**Problem details**
All of the data must be printed exactly; please include every line.
──────── Data listing
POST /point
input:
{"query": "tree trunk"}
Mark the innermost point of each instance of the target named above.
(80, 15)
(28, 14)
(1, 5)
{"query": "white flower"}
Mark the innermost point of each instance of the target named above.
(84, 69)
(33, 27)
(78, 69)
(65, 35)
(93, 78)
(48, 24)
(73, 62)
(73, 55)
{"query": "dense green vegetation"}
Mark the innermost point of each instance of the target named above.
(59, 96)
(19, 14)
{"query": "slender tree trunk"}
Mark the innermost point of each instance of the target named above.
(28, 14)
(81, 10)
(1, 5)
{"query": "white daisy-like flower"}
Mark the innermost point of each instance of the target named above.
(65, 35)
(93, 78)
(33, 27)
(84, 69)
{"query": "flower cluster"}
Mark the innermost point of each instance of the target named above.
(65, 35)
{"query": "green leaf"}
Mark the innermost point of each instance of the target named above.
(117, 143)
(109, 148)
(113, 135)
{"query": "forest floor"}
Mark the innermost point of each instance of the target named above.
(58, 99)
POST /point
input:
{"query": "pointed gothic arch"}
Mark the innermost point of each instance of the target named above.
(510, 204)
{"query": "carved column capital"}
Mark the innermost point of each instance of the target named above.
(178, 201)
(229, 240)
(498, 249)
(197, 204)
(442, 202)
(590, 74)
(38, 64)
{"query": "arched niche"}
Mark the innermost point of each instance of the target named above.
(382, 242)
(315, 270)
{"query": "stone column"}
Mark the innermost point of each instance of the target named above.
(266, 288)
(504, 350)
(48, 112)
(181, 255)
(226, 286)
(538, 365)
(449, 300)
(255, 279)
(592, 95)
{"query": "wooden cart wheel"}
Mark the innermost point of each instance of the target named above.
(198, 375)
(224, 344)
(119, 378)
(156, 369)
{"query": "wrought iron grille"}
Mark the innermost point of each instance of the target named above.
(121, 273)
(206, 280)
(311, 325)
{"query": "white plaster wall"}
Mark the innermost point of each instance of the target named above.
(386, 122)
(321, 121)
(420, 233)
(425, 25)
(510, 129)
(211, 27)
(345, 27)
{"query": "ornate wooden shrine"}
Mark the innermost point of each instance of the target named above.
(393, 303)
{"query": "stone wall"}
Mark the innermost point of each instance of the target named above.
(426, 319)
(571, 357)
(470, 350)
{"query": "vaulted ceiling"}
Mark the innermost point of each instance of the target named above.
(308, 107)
────────────────
**Response to this task**
POST /point
input:
{"query": "tree trunk"}
Mark the innermost point of each instance of the target named above.
(80, 15)
(28, 14)
(1, 5)
{"query": "white flower"}
Mark the innermost point of each instance of the target named above.
(84, 69)
(33, 27)
(78, 69)
(65, 35)
(93, 78)
(48, 24)
(73, 62)
(73, 55)
{"query": "dense green vegetation"}
Mark the innermost point of each instance of the target named above.
(59, 96)
(19, 14)
{"query": "slender tree trunk"}
Mark the innermost point of each instance of the target named above.
(28, 14)
(81, 10)
(1, 5)
{"query": "white daisy-like flower"}
Mark the innermost point of each instance of the target named above.
(65, 35)
(93, 78)
(33, 27)
(84, 69)
{"query": "flower cluster"}
Mark the innermost point of each instance of the target named above.
(65, 35)
{"query": "green leaf"}
Mark the innermost point of each instance of the target named above.
(117, 143)
(109, 148)
(113, 135)
{"query": "forest floor"}
Mark the innermost point of each instance of the target named above.
(58, 99)
POST /point
input:
{"query": "pointed gothic arch"}
Mark the innermost point of each instance of the target named above.
(510, 204)
{"query": "carved column capital"}
Mark the innermost point of each instance of the target named above.
(178, 201)
(229, 240)
(498, 249)
(197, 204)
(442, 202)
(590, 74)
(38, 64)
{"query": "arched niche"}
Mark the innermost point of each instance of the target named above.
(382, 242)
(315, 270)
{"query": "stone column"}
Mark the innermost point of each instance of the target named above.
(266, 288)
(504, 350)
(48, 112)
(181, 255)
(226, 286)
(538, 365)
(449, 300)
(255, 279)
(592, 95)
{"query": "wooden cart wheel"}
Mark the innermost point of each instance of the target named above.
(198, 375)
(224, 344)
(119, 378)
(156, 369)
{"query": "wrought iron grille"}
Mark the innermost point of each instance of the target named above.
(121, 273)
(206, 280)
(311, 325)
{"query": "white plaster wall"}
Mark the innermost point of each instance of the target named above.
(386, 122)
(321, 121)
(420, 233)
(425, 25)
(510, 129)
(211, 27)
(345, 27)
{"query": "ornate wooden shrine"}
Mark the innermost point of each instance of the target named above.
(393, 303)
{"query": "stone wall"}
Mark the innermost point of each instance of the target named above.
(426, 319)
(571, 357)
(470, 350)
{"query": "vaulted ceiling"}
Mark the innermost point of each instance of the target named above.
(308, 107)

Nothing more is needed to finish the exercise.